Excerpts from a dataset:
┌──

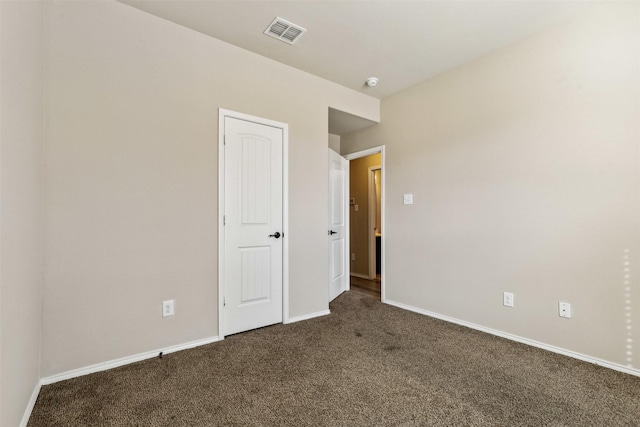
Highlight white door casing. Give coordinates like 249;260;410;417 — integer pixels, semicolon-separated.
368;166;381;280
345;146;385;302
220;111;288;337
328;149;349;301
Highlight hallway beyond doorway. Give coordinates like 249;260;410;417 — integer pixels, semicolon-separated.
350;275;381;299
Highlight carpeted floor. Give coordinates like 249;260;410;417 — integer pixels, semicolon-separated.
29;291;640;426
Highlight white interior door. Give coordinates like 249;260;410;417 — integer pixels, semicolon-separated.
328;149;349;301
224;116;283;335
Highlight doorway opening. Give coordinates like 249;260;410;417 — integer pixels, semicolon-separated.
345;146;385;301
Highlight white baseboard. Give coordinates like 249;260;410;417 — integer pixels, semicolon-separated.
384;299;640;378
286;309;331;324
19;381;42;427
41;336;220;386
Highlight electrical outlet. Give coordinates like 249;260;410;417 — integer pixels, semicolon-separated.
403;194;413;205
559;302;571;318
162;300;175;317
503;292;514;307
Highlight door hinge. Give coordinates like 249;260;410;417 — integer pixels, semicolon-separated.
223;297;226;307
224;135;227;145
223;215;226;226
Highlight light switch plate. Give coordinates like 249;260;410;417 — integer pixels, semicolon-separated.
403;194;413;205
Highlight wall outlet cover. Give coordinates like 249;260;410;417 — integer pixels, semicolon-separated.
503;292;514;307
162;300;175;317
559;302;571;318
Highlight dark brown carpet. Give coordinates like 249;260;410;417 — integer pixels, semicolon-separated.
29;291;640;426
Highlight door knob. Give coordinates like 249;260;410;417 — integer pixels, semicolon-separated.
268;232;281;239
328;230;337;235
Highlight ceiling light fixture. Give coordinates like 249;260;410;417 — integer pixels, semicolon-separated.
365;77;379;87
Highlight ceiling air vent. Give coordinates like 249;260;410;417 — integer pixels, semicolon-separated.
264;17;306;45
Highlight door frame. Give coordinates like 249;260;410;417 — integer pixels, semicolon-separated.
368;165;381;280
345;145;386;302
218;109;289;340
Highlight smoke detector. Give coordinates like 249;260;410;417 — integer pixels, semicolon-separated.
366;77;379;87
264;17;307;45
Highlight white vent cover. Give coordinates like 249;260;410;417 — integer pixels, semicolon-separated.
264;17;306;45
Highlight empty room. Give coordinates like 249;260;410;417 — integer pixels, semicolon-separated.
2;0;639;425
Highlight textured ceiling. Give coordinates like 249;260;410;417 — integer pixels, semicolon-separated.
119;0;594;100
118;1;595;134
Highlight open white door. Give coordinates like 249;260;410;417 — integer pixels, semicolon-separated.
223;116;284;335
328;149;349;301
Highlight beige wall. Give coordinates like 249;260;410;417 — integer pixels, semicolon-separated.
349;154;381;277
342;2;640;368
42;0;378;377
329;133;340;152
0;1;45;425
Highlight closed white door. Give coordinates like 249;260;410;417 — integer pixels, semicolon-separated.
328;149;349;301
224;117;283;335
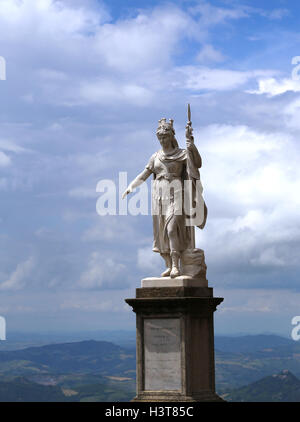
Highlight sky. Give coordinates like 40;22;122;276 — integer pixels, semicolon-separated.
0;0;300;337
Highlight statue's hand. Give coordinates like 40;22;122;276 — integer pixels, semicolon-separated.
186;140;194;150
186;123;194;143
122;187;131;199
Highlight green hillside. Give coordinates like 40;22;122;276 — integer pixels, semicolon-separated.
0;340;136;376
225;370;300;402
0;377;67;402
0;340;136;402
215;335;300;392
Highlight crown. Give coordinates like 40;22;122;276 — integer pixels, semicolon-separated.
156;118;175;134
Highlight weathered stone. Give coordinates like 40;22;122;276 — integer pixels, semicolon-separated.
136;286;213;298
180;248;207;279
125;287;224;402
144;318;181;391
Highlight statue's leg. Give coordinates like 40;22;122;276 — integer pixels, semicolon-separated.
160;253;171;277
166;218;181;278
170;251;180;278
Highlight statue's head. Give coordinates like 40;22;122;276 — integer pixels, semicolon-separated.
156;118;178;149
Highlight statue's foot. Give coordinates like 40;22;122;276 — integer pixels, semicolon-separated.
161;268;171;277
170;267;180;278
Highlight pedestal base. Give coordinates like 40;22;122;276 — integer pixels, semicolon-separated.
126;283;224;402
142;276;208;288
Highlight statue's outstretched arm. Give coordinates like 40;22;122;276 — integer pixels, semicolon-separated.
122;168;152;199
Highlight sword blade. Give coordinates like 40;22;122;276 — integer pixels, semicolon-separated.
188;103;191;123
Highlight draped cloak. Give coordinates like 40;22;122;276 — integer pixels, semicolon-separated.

└──
┌──

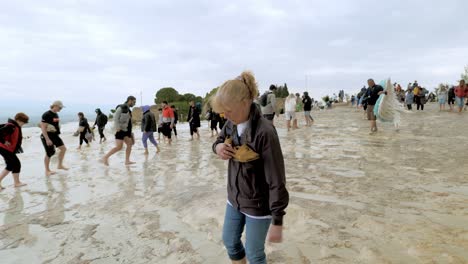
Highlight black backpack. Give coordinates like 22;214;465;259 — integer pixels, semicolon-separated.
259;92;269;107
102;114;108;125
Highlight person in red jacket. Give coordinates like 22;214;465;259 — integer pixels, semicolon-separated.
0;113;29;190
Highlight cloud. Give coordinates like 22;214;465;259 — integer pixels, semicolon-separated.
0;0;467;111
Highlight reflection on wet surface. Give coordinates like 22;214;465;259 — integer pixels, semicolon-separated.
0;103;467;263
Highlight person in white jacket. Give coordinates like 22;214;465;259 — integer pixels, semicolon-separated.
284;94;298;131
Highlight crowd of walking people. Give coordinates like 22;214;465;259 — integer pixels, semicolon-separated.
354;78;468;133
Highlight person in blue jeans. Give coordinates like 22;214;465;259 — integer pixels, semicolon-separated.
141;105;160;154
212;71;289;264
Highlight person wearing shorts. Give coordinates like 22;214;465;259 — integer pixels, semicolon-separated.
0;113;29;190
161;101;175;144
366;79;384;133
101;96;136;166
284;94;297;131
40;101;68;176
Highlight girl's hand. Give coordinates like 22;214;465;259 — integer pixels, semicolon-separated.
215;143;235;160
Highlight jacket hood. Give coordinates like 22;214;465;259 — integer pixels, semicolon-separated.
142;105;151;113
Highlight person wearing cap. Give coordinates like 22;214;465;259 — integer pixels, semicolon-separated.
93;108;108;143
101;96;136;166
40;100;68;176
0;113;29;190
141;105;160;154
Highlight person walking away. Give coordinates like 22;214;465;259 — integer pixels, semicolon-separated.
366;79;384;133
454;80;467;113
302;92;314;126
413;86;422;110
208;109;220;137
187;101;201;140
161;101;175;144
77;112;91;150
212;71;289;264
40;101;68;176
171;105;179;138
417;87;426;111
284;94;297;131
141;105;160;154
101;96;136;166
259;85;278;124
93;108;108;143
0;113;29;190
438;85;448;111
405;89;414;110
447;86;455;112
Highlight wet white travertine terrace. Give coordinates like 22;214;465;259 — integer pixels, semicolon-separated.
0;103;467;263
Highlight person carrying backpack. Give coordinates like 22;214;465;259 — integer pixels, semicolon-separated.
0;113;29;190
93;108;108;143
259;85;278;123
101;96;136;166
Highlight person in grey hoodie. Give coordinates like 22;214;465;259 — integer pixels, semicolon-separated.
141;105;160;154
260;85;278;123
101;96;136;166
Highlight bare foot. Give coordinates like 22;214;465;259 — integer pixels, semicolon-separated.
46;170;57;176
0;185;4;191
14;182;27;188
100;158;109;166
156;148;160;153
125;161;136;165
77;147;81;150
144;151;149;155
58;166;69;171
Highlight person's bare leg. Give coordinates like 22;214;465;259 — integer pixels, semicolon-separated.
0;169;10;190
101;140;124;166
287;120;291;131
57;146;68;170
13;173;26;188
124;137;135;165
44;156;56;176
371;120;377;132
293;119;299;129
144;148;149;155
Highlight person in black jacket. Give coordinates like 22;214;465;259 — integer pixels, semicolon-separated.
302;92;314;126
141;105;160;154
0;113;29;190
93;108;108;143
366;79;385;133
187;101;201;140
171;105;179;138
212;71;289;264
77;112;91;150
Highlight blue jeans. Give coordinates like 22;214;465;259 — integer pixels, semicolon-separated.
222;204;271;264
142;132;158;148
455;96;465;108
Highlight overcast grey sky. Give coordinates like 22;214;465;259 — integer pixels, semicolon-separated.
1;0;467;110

└──

**WHAT THIS TASK INVOLVES**
The answer is the run of lines above from the line containing "Highlight sword blade." through the line containing "Highlight draped cloak.", copied exactly and alone.

**FINISHED TASK**
Highlight sword blade. Give coordinates like 40;22;122;276 — integer pixels, semicolon-separated.
188;103;191;123
Highlight draped cloak. Give coordinates like 40;22;122;276 — integer pixels, semicolon-separated.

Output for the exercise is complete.